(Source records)
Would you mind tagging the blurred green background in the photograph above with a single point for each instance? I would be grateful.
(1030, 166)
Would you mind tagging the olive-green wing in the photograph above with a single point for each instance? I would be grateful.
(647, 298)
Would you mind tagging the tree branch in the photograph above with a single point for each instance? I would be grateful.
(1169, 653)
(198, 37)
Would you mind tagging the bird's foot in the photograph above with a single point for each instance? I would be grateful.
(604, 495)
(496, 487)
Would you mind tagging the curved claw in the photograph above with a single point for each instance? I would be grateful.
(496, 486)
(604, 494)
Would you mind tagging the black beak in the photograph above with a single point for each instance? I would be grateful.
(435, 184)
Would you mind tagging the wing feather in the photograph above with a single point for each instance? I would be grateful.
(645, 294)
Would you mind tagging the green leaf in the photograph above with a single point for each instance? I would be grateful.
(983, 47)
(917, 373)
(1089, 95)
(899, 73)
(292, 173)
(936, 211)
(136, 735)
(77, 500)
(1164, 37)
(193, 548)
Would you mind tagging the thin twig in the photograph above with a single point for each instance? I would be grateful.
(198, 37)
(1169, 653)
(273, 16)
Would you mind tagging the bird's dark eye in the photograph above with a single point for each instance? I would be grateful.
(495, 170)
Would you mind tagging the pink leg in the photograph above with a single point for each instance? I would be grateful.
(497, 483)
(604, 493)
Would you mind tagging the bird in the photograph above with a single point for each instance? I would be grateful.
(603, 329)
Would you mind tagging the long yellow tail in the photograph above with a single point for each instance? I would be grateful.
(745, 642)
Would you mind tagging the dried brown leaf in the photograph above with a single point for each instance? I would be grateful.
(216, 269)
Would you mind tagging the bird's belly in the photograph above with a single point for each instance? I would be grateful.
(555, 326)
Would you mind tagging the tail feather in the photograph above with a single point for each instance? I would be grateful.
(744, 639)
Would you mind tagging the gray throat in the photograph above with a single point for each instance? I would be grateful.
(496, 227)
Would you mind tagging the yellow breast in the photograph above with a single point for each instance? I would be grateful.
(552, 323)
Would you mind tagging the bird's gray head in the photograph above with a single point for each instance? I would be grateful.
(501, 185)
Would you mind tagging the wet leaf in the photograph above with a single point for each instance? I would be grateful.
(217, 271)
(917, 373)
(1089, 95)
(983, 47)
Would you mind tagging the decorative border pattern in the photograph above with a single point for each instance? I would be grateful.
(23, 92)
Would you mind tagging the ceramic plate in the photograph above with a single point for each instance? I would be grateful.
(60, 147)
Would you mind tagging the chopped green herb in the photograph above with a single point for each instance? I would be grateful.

Short task
Turn the lines above into a numbered list, leaving out any blank lines.

Response to the task
1. Would you mind tagging the blurred green background in the photograph above with a single point for each instance? I would be grateful.
2. (1030, 166)
3. Would you mind tagging the olive-green wing in the photograph above with a single point for each instance? I would be grateful.
4. (647, 298)
5. Would you mind tagging the tree branch in the photograph above with a single point for each instance? I would be grateful.
6. (1169, 653)
7. (198, 37)
8. Would you mind tagging the bird's foot in the photograph above with a single point for each instance? I would be grateful.
9. (604, 495)
10. (496, 487)
11. Would you mind tagging the curved claw in the photograph above with a single point for each instance? I would be grateful.
12. (496, 486)
13. (604, 494)
14. Would you mind tagging the black beak in the photograph above with a single point for each instance? I would be grateful.
15. (435, 184)
16. Would you mind tagging the wing feather in the photograph above with a single point for each instance? I would be grateful.
17. (645, 294)
18. Would you mind tagging the green leaf in the photograph above with a single point for each instance? I would be grateful.
19. (983, 47)
20. (917, 373)
21. (1089, 95)
22. (899, 73)
23. (292, 173)
24. (936, 211)
25. (136, 735)
26. (77, 500)
27. (1164, 37)
28. (193, 548)
29. Would you mind tagging the thin twig in the photograph above with a single point for each instance? I would be grateful.
30. (198, 37)
31. (1169, 653)
32. (273, 16)
33. Would you mind tagging the bird's dark eye in the photograph above with a single point for each instance? I would be grateful.
34. (495, 170)
35. Would you mind tagging the pink leg in the photograph above with a single point for each instance? I would be grateful.
36. (497, 483)
37. (604, 493)
38. Would you mind tagging the bird in the photograph above with a single point for each instance? I would be grateful.
39. (603, 329)
40. Would you mind tagging the long yellow tail in the photograph above with a single point for each instance? I would be grateful.
41. (745, 642)
42. Would you mind tagging the dried brown leaf in the photograph above with a single point for each instance? I would be grateful.
43. (216, 269)
44. Would you mind tagging the bird's belly in the photograph above with a single point for each instance? I would be grateful.
45. (555, 326)
46. Would you mind tagging the tail feather in the photograph above with a single point for each instance? I would be grateful.
47. (744, 639)
48. Would you mind tagging the gray throat in the photograph above with a single point for each instance? I would be grateful.
49. (496, 227)
50. Would you mind tagging the yellow breast in the photograph above with a single point for each instance? I would be grateful.
51. (552, 323)
52. Would you mind tagging the bird's gray head in the photograph above with a single point for each instance? I would be grateful.
53. (501, 185)
54. Would you mind tagging the wet leaf in the photograph above with a single point for each instance? I would be grateful.
55. (217, 271)
56. (917, 373)
57. (1089, 95)
58. (983, 47)
59. Would you mind tagging the decorative border pattern in the photograph above with a single point for each instance? I would be grateful.
60. (23, 92)
61. Would you mind tagging the ceramic plate in the photograph above with a single point for each instance? I would be grateful.
62. (60, 147)
63. Would you mind tagging the chopped green herb in the photograph above with a single point for each instance? I would be grateful.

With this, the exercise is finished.